NOTES TO CONSOLIDATED FINANCIAL STATEMENTS
During 2007 and 2006, the Company retired $6.8 million and $3.3 million, respectively, in property and
equipment that were no longer in use. At the time of retirement, the remaining net book value of these assets was
immaterial and no asset retirement obligations were associated with them.
Property and equipment consist of the following:
December 31,
2007 2006
(In thousands)
Buildings ..................................................... $ 17,781 $ 17,781
Computer equipment ........................................... 116,632 86,001
Software ..................................................... 90,105 68,185
Equipment and furniture ......................................... 27,224 21,453
Leasehold improvements ........................................ 64,188 46,532
Land ........................................................ 9,062 9,062
324,992 249,014
Less accumulated depreciation and amortization ...................... (190,085) (156,434)

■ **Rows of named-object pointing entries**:
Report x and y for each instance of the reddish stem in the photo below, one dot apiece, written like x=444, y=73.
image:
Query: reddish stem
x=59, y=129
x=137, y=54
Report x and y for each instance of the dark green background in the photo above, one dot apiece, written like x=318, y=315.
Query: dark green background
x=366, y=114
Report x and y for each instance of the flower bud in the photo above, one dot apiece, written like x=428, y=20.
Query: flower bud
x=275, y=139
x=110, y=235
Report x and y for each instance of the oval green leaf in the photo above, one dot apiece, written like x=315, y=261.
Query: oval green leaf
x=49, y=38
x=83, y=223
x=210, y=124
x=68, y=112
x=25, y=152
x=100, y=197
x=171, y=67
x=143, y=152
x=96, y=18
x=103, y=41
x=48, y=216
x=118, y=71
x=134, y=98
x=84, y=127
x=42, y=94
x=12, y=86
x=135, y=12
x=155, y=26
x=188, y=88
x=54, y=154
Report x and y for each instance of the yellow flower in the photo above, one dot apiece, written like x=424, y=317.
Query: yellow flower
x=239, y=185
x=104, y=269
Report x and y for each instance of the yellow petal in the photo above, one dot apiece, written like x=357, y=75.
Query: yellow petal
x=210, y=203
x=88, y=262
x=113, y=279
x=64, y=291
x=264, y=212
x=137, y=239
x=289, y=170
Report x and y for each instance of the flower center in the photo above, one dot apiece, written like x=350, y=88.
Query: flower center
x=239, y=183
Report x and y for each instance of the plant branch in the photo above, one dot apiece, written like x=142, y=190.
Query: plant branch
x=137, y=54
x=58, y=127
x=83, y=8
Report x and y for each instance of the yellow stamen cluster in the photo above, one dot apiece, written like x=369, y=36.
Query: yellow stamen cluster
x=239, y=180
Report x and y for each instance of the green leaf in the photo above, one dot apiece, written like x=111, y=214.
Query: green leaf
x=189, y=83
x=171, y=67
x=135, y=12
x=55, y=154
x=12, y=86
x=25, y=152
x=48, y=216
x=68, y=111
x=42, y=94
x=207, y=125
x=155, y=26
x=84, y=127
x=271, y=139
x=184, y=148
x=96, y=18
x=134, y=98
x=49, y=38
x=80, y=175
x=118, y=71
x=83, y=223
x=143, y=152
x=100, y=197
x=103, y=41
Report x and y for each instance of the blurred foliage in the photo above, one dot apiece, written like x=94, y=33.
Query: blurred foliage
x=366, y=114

■ **TASK LIST**:
**A)** Return the passage of the property and equipment note between "NOTES TO CONSOLIDATED" and "(In thousands)", inclusive, copied word for word.
**B)** Rewrite the rows between the lines holding "Report x and y for each instance of the dark" and "x=289, y=170", inclusive, as a JSON list of strings with one string per line and blank lines omitted.
These rows bear no relation to the property and equipment note.

■ **SOLUTIONS BELOW**:
**A)**
NOTES TO CONSOLIDATED FINANCIAL STATEMENTS
During 2007 and 2006, the Company retired $6.8 million and $3.3 million, respectively, in property and
equipment that were no longer in use. At the time of retirement, the remaining net book value of these assets was
immaterial and no asset retirement obligations were associated with them.
Property and equipment consist of the following:
December 31,
2007 2006
(In thousands)

**B)**
[
  "Report x and y for each instance of the dark green background in the photo above, one dot apiece, written like x=318, y=315.",
  "Query: dark green background",
  "x=366, y=114",
  "Report x and y for each instance of the flower bud in the photo above, one dot apiece, written like x=428, y=20.",
  "Query: flower bud",
  "x=275, y=139",
  "x=110, y=235",
  "Report x and y for each instance of the oval green leaf in the photo above, one dot apiece, written like x=315, y=261.",
  "Query: oval green leaf",
  "x=49, y=38",
  "x=83, y=223",
  "x=210, y=124",
  "x=68, y=112",
  "x=25, y=152",
  "x=100, y=197",
  "x=171, y=67",
  "x=143, y=152",
  "x=96, y=18",
  "x=103, y=41",
  "x=48, y=216",
  "x=118, y=71",
  "x=134, y=98",
  "x=84, y=127",
  "x=42, y=94",
  "x=12, y=86",
  "x=135, y=12",
  "x=155, y=26",
  "x=188, y=88",
  "x=54, y=154",
  "Report x and y for each instance of the yellow flower in the photo above, one dot apiece, written like x=424, y=317.",
  "Query: yellow flower",
  "x=239, y=185",
  "x=104, y=269",
  "Report x and y for each instance of the yellow petal in the photo above, one dot apiece, written like x=357, y=75.",
  "Query: yellow petal",
  "x=210, y=203",
  "x=88, y=262",
  "x=113, y=279",
  "x=64, y=291",
  "x=264, y=212",
  "x=137, y=239",
  "x=289, y=170"
]